▶ [SELECTED PASSAGE]
Though the health benefits of probiotics are now widely accepted, the use of probiotics for infants is still being debated—at least by medical “authorities.”
Forty years ago probiotics were relegated to the status of snake oil by the medical establishment in the U.S. This despite the fact that they were widely used in Europe. Today this same medical establishment prescribes probiotics for numerous health conditions.
Understanding this history can help predict the future: As evidence mounts on how infants benefit from probiotics, and as parents continue to ask about them, the medical establishment will eventually acknowledge the vital part they play in the health of both mothers and babies.
In fact, it’s already happening.
In April 2018 the science division at National Public Radio (NPR) delved into the sensitive subject in an article highlighting the University of California, Davis Children’s Hospital—one institution that does prescribe probiotics to infants.
One of the conditions where probiotics are prescribed is premature births.
According to NPR: “At UC Davis Children’s Hospital, all preemies born under a certain birth weight are now given probiotics. It’s become a common practice in other countries including Australia, Japan, Sweden and Finland… but in the U.S., giving probiotics to preemies is controversial, with some doctors calling for more research.”
According to Dr Mark Underwood, chief of Pediatric Neonatology at UC Davis and a professor of pediatrics, when probiotics are given to premature babies the chance of getting a common type of inflammation called Necrotizing enterocolitis goes down. He knows this for sure as he’s conducted his own research.
To conduct the the study Underwood and his colleagues recruited 68 moms and healthy babies. All of the babies were breastfed. Half of the babies were given probiotics during the first month of life. The other half—the control group—did not receive probiotic supplements.
The researchers reported finding an increase in the number of good bacteria among the babies given the probiotic.
Using fecal samples, researchers documented a 79 percent increase in levels of bifidobacteria, a type of bacteria that is thought to be protective. At the same time, Underwood and his team also measured a decrease in potentially harmful bacteria such as clostridium in the gastrointestinal tracts of the babies.
How many years, how many studies before probiotics become
• A 2014 study found that there was a health and financial benefit of treating healthy babies in their first three months with one specific type of probiotic. This helped to avoid the onset of GI conditions, like reflux and constipation, as well as reduce overall crying time. [Source.]
• A 2011 study connected a reduction in colic symptoms with the use of probiotics. The study examined the results of breastfed infants who were administered five drops of a probiotic supplement 30 minutes prior to feeding for 21 days. The study found that the infants using the supplements cried less than those not using the supplement. [Source.]
“One potential advantage of the bifidobacteria is that these bacteria can help lower the pH inside the intestines,” noted Underwood. “And a lower pH allows more healthy bacteria to thrive.”

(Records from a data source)
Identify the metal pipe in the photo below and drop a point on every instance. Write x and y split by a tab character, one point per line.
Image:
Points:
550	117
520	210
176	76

▶ [ACTION ITEM A] In the article on probiotics for infants, how many mothers and babies did Underwood and his colleagues recruit for their study?
▶ [ACTION ITEM B] Carry on writing the article on probiotics for infants, starting after its final sentence.

▶ [RESPONSE A] They recruited 68 moms and healthy babies.

▶ [RESPONSE B]
In early 2022 a meta-analysis conducted in Spain found a reduction of 73% in gastrointestinal infections in babies delivered by Cesarean section when they were provided a probiotic regimen.
This is a promising finding since it is known that births by Cesarean section have a high likelihood of compromising immune system development of the newborn.
This happens because the surgical process disrupts the microbiota colonization process that occurs naturally through mother-to-infant transfer during vaginal delivery.
The researchers noted that this “microbiota disbiosyis” can be partly ameliorated by breastfeeding, when possible, but probiotic supplementing is an alternative strategy to improve immune response.
The meta-analysis included 173 healthy C-section infants pooled from three double-blind, randomized, controlled clinical trials. Results of the study were published in Frontier in Pediatrics in July 2022.
Study – mothers can take “supplements for two”
A study later in 2022 found babies benefited when probiotic supplements were given to their mothers.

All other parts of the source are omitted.